Top of Material provided

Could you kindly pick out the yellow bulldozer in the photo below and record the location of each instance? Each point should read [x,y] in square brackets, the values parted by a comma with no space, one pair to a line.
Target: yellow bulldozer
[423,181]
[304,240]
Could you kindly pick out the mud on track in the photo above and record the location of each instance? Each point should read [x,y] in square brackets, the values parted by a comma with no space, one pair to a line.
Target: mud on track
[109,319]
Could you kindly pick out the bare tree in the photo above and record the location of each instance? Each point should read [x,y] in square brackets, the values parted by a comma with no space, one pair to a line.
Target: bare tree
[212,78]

Bottom of Material provided
Top of Material provided

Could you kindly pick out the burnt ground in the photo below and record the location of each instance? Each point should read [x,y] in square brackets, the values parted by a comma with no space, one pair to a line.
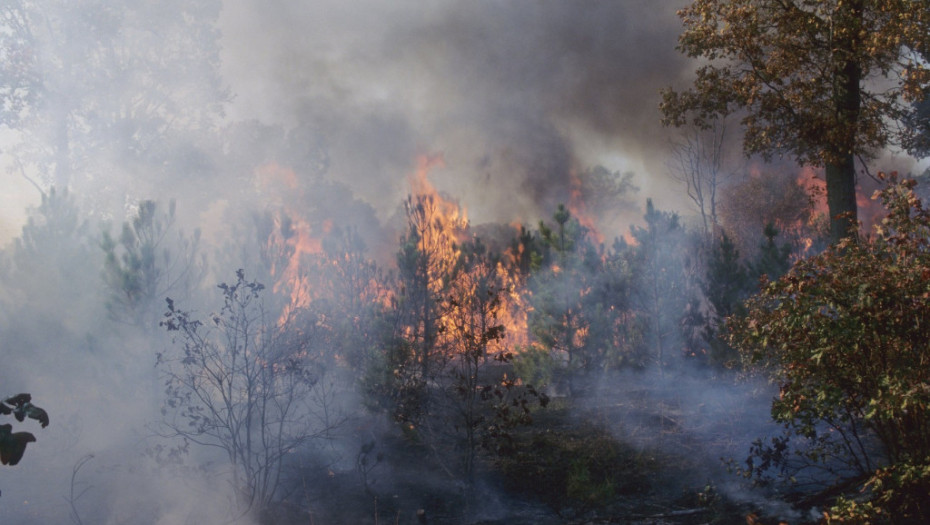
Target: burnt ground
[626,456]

Bottom of Material provided
Top of Material provided

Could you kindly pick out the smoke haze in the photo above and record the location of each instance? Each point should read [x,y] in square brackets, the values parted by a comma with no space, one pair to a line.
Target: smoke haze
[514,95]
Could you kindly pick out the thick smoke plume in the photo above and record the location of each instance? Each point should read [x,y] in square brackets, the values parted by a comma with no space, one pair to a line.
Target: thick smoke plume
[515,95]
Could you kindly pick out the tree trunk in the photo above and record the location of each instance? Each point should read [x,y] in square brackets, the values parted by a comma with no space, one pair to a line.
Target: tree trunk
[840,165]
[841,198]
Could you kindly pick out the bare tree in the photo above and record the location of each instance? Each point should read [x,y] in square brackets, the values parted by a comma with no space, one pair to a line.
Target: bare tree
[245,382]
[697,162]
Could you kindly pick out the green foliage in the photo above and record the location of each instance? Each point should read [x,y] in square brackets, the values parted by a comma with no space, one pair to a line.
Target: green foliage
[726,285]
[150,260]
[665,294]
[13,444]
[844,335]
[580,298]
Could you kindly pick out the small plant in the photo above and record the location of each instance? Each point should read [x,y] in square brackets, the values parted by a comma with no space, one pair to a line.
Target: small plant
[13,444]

Bottom of Material provided

* [Problem to work on] Look for the word "below". Copy out every line of the data that has it.

* [Final answer]
Could you kindly pick out the yellow bulldozer in the photo below and record the location of each instance? Each point should read [x,y] in square brackets, the values parted by a comma with no space, one pair to a line.
Could you kindly pick out the burnt ground in the photo below and record the location of each instance? Each point should read [x,y] in square brackets, the values parted by a comma with no space, one pair to a line.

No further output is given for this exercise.